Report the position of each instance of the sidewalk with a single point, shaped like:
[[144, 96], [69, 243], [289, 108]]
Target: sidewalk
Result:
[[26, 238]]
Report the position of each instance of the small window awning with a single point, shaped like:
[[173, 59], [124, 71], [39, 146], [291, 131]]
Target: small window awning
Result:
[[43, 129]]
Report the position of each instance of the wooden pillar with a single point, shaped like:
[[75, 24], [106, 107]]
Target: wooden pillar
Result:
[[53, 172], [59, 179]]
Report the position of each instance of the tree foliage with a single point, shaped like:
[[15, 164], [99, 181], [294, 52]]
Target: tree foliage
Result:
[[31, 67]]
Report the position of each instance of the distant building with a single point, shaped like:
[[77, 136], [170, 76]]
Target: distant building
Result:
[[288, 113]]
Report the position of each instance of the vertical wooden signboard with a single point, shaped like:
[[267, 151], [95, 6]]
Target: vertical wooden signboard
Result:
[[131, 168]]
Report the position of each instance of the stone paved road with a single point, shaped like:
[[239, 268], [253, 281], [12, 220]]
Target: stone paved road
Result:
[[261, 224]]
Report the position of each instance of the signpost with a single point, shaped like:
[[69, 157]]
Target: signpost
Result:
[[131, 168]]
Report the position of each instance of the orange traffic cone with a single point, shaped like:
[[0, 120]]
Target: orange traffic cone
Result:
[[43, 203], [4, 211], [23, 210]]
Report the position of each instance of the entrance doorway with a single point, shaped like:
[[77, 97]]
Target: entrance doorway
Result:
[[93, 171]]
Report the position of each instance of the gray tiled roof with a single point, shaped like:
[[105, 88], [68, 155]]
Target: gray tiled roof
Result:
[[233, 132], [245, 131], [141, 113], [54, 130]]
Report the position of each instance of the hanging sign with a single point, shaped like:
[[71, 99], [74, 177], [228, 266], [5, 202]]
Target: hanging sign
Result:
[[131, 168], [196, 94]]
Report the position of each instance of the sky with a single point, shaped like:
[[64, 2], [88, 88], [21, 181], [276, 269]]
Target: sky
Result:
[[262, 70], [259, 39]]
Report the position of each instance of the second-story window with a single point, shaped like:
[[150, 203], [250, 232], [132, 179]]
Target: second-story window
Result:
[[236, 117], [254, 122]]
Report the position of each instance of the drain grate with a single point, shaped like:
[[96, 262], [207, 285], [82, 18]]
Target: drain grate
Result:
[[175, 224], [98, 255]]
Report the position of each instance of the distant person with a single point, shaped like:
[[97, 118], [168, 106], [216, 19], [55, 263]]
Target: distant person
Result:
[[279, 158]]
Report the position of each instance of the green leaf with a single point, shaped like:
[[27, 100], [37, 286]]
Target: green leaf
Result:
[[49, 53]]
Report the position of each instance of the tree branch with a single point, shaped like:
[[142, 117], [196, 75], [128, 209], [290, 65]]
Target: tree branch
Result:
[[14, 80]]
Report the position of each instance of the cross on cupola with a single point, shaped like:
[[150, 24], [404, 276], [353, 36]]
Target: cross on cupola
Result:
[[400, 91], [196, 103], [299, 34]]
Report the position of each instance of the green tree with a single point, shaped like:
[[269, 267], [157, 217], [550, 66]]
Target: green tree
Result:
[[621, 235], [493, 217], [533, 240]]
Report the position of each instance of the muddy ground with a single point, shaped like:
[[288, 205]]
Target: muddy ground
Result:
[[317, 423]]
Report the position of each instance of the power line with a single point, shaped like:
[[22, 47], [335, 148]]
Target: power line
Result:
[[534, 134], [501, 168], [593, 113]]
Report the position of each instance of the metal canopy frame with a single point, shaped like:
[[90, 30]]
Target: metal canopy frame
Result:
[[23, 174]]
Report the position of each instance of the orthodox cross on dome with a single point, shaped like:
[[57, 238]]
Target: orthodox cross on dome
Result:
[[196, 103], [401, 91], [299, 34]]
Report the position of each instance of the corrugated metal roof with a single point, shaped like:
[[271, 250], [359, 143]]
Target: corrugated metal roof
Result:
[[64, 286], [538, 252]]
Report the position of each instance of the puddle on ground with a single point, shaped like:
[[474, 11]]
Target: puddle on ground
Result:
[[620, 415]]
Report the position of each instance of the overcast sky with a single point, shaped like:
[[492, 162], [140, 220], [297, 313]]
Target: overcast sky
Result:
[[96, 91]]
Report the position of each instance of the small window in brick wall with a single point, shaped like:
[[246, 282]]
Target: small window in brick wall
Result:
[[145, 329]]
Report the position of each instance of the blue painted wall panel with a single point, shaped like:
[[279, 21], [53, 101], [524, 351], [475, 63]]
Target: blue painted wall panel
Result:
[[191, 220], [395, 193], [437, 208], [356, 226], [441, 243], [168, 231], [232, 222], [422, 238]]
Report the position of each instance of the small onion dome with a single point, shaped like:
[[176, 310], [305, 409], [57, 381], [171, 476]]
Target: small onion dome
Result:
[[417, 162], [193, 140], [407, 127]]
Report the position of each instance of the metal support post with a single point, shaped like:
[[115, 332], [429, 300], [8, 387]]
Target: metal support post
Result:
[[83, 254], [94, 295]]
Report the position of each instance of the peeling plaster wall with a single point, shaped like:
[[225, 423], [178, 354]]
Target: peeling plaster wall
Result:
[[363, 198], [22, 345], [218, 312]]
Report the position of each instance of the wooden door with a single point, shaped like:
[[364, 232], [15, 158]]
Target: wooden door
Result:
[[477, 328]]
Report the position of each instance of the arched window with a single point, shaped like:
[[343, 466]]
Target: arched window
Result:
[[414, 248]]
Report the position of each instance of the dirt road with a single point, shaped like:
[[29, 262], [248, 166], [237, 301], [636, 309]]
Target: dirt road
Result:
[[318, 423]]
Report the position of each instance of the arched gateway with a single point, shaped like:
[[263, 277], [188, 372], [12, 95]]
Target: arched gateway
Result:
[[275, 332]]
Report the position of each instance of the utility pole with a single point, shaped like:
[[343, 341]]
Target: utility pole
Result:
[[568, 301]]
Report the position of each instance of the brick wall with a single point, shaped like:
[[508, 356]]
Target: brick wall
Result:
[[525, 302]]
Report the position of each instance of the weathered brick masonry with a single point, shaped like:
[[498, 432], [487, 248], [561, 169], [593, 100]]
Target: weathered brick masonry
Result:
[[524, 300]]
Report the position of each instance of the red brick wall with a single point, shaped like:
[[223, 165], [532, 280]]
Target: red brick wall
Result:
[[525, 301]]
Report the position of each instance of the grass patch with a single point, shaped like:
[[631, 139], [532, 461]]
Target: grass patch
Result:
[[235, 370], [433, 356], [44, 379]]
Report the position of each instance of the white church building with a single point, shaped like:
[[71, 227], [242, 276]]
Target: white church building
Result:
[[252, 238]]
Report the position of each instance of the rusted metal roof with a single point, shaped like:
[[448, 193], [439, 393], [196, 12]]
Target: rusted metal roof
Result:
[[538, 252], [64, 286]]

EXERCISE PROMPT: Update all the lines above by putting "single dot" wherever "single point" appears, and leave everything else unchanged.

RIGHT ANSWER:
Report the position of each instance of the sidewalk with a single dot, shaped like:
[[144, 96], [69, 243], [289, 108]]
Target: sidewalk
Result:
[[26, 238]]
Report the position of each instance of the small window awning with a single dot, shaped like:
[[173, 59], [124, 71], [39, 146], [291, 131]]
Target: small window awning
Result:
[[43, 129]]
Report the position of each instance of the wooden pillar with a single dot, shaped like:
[[75, 24], [106, 107]]
Target: wooden pillar
Result:
[[53, 172], [59, 179]]
Report the position of each instance of the tree foliage with a single dot, shaped like:
[[15, 164], [99, 181], [294, 52]]
Target: tree foliage
Result:
[[31, 67]]
Report the position of each instance of the distant building with a single dot, shaped like:
[[77, 136], [170, 76]]
Target: distant building
Result:
[[288, 113]]
Report the position of each instance of the vertical wooden signboard with a single dot, shaped like:
[[267, 151], [95, 6]]
Target: vertical wooden signboard
Result:
[[131, 168]]
Report the position of each instance of the stone paved road with a single dot, shaped like:
[[239, 268], [253, 281], [12, 220]]
Target: stone paved road
Result:
[[261, 224]]
Report the position of each instance of the signpost with a single dot, shaped like:
[[69, 157]]
Target: signpost
Result:
[[131, 168]]
Report the position of each instance of the orange traffic cone with a single dot, shaped like:
[[0, 120]]
Target: orange traffic cone
Result:
[[43, 203], [4, 211], [23, 210]]
Report the position of each instance of the entrance doorway with a single dot, shaped like:
[[77, 97]]
Target: entrance doorway
Result:
[[93, 171]]
Report the position of each instance of the gray tiled roof with a single dot, shaped like:
[[105, 88], [68, 155]]
Target: gray tiled roof
Result:
[[233, 132], [245, 131], [141, 113], [54, 130]]
Report the position of each instance of the hanging sign with a single dot, shaped like:
[[71, 99], [74, 177], [228, 266], [5, 202]]
Target: hanging sign
Result:
[[131, 168], [196, 94]]
Report the position of each instance of the sky with a single dot, shaped like:
[[64, 2], [88, 88], [21, 181], [276, 269]]
Target: sky
Result:
[[262, 70], [259, 39]]
Report the position of each instance of the second-story window with a single dot, shaped like:
[[150, 203], [250, 232], [132, 179]]
Target: second-story window
Result:
[[236, 117], [254, 122]]
Report the position of each instance of the drain grate with a single dot, shaped like:
[[96, 262], [207, 285], [82, 18]]
Target: drain grate
Result:
[[175, 224], [98, 255]]
Report the position of each instance of the distant person with a single dot, shaped like:
[[97, 118], [168, 106], [216, 19], [55, 263]]
Target: distant person
Result:
[[279, 158]]
Report the position of each instance of the green leaf with a single dot, shaped like:
[[27, 100], [37, 286]]
Target: green leaf
Result:
[[49, 53]]
Report the position of each instance of the tree branch with a single dot, shaped like:
[[142, 117], [196, 75], [128, 209], [290, 65]]
Target: tree branch
Result:
[[14, 80]]
Report the position of each instance of the cross on cupola with a single dot, shaped like:
[[150, 24], [404, 276], [353, 36]]
Target: cross on cupola
Result:
[[400, 91], [196, 103], [299, 34]]
Report the position of each instance of the green tree with a single dot, shaped like:
[[269, 267], [157, 217], [550, 66]]
Target: green tree
Result:
[[621, 235], [493, 217], [533, 240]]
Report the position of each instance of the muddy ground with a single dot, shaped like:
[[288, 205]]
Target: muddy ground
Result:
[[317, 423]]
Report the position of each instance of the power line with a single dot, shaped like:
[[22, 47], [335, 148]]
Target: power line
Result:
[[534, 134], [501, 168], [593, 113]]
Report the position of each instance of the metal canopy frame with a single dot, shaped like:
[[90, 30]]
Target: metal canopy frame
Result:
[[23, 174]]
Report the position of each instance of the orthodox cross on dome with a single dot, shaped like:
[[57, 238]]
Target: orthodox cross on dome
Result:
[[196, 103], [401, 91], [299, 34]]
Report the position of each instance of the corrugated metal roof with a single dot, shaped like:
[[271, 250], [359, 143]]
Target: corrugated metal roof
Result:
[[64, 286], [538, 252]]
Report the position of each instance of the puddle on ground with a single dot, shaped like:
[[474, 11]]
Target: puddle on ground
Result:
[[620, 415]]
Report the position of each instance of the overcast sky with a single dot, shaped like:
[[492, 162], [140, 220], [297, 313]]
Target: overcast sky
Result:
[[96, 91]]
Report the position of each instance of the small window in brick wall with a single dot, shaped like:
[[246, 282]]
Target: small window in brick wall
Result:
[[145, 329]]
Report the position of each instance of the blue painted wall panel with a single dot, shaped like:
[[279, 21], [53, 101], [524, 351], [475, 63]]
Target: blue painted wall panel
Result:
[[191, 220], [395, 193], [437, 208], [356, 226], [441, 243], [168, 231], [232, 222], [422, 238]]
Report the position of each instance of the small onion dome with a single dot, shaped like:
[[176, 310], [305, 409], [57, 381], [171, 476]]
Target: small onion dome
Result:
[[417, 162], [193, 140], [407, 127]]
Report the position of each instance of the metal support post with a single dot, shaped like:
[[115, 332], [429, 300], [8, 387]]
Target: metal support post
Result:
[[83, 254], [94, 295]]
Report the position of each instance of the peeling plaster wall with a single dot, shaped like:
[[225, 423], [178, 354]]
Target: peeling plaster wall
Result:
[[363, 198], [22, 345], [218, 312]]
Report the position of each instance of the wooden door with a single dot, shaped like:
[[364, 232], [15, 158]]
Target: wooden door
Result:
[[477, 328]]
Report the position of each instance of the arched window with a single dot, shaped like:
[[343, 466]]
Target: arched window
Result:
[[414, 248]]
Report the position of each instance of the dirt road with a single dot, shaped like:
[[29, 262], [248, 166], [237, 301], [636, 309]]
Target: dirt road
Result:
[[318, 423]]
Report the position of each instance of the arched gateway with a single dot, shaped like:
[[263, 277], [188, 372], [12, 95]]
Target: arched gateway
Result:
[[275, 332]]
Report the position of each instance of the utility pole with a single dot, shaped like:
[[343, 341]]
Target: utility pole
Result:
[[568, 301]]
Report the position of each instance of the brick wall with a single dot, shaped like:
[[508, 356]]
Target: brick wall
Result:
[[525, 302]]
Report the position of each instance of the weathered brick masonry with a single dot, shaped like:
[[498, 432], [487, 248], [561, 169], [593, 100]]
Target: weathered brick masonry
Result:
[[524, 300]]
Report the position of each instance of the red brick wall with a single dot, shaped like:
[[223, 165], [532, 280]]
Target: red brick wall
Result:
[[525, 301]]
Report the position of each instance of the grass patch with a single dot, shaped like:
[[631, 139], [532, 461]]
Target: grass patch
Result:
[[235, 370], [433, 356], [44, 379]]
Report the position of each instance of the white church building with a single dot, shaped like:
[[71, 227], [242, 276]]
Target: white church building
Result:
[[252, 238]]
Report the position of each instance of the rusted metal roof with a single dot, shaped like:
[[448, 193], [439, 393], [196, 12]]
Target: rusted metal roof
Result:
[[538, 252], [64, 286]]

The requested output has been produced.